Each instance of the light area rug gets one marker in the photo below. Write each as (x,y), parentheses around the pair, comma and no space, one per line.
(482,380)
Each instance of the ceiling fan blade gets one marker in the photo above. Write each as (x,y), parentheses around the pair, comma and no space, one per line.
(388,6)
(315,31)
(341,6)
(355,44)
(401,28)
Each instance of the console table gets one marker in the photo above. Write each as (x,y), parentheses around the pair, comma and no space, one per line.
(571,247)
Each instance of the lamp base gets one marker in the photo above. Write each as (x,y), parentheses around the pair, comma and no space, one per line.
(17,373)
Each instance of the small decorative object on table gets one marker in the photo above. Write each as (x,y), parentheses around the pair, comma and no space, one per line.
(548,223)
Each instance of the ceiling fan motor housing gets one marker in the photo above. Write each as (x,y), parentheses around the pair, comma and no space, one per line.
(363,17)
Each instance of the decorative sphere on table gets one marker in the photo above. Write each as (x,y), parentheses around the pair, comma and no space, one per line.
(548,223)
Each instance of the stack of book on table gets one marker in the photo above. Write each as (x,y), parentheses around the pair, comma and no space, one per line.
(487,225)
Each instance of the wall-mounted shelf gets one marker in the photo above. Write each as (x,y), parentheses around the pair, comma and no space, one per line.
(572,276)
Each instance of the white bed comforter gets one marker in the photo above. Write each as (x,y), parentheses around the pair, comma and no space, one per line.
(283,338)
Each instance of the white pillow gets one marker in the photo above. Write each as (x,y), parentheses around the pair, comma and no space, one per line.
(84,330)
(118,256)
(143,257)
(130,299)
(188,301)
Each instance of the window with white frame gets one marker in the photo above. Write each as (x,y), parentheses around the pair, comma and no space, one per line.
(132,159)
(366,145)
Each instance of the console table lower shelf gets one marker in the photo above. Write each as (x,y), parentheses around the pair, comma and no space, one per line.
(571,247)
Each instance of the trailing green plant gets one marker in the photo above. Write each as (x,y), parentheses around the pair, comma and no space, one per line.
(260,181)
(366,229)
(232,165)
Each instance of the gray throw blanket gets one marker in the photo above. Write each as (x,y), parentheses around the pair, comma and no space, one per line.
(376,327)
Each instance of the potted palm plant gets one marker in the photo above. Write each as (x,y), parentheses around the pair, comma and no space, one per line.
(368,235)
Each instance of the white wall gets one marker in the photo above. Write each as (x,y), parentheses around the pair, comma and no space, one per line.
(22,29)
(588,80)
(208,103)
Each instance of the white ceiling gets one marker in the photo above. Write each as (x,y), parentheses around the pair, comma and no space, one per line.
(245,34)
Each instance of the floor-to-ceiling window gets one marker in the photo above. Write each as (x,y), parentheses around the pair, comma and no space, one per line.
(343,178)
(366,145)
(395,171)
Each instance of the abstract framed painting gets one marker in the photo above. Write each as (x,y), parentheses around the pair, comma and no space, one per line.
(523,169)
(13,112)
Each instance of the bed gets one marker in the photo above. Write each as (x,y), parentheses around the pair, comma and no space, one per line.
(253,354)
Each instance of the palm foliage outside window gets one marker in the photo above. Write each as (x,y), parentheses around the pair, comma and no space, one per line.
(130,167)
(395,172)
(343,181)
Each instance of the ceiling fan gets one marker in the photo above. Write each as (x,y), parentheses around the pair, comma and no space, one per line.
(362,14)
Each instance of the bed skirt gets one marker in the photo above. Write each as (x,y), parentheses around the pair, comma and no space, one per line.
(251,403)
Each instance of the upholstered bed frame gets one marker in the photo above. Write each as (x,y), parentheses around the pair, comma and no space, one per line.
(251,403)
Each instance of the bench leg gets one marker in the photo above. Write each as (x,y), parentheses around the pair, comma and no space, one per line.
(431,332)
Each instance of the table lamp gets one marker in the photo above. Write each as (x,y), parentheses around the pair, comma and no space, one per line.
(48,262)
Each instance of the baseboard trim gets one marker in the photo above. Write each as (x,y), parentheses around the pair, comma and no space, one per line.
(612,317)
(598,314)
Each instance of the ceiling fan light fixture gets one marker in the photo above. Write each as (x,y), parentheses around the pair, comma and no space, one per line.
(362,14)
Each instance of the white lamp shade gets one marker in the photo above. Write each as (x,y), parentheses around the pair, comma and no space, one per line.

● ● ● ● ●

### Given task
Rescale the part of the records that opens with the line containing "Each instance of the bench" and runs through the end of the records, both ends included, reproducing every line with the requests unchanged. Multiply each coordinate in the answers by 0.4 and round it to a whole number, rounding halves up.

### Written answer
Each instance of the bench leg gets one marker in the photo above. Write each as (x,y), parentheses around the pair, comma and no space, one per line.
(172,133)
Each instance of the table lamp gets one marker in the photo above. Write each as (x,y), parentheses around the pair, comma and no space, one per line.
(19,105)
Each instance of the baseboard trim gets one marker in the photo above. Write each as (x,y), parentheses around the pair, comma and no space, one per line.
(245,127)
(239,126)
Each instance of the ceiling fan light fixture gets one marker in the photo above. Write each as (x,y), parentheses around the pair, comma and no space, one per line.
(145,6)
Each instance of the white lamp shade gets one marker in the photo above. Write each as (x,y), parentheses around the pair, comma and no space, one per line.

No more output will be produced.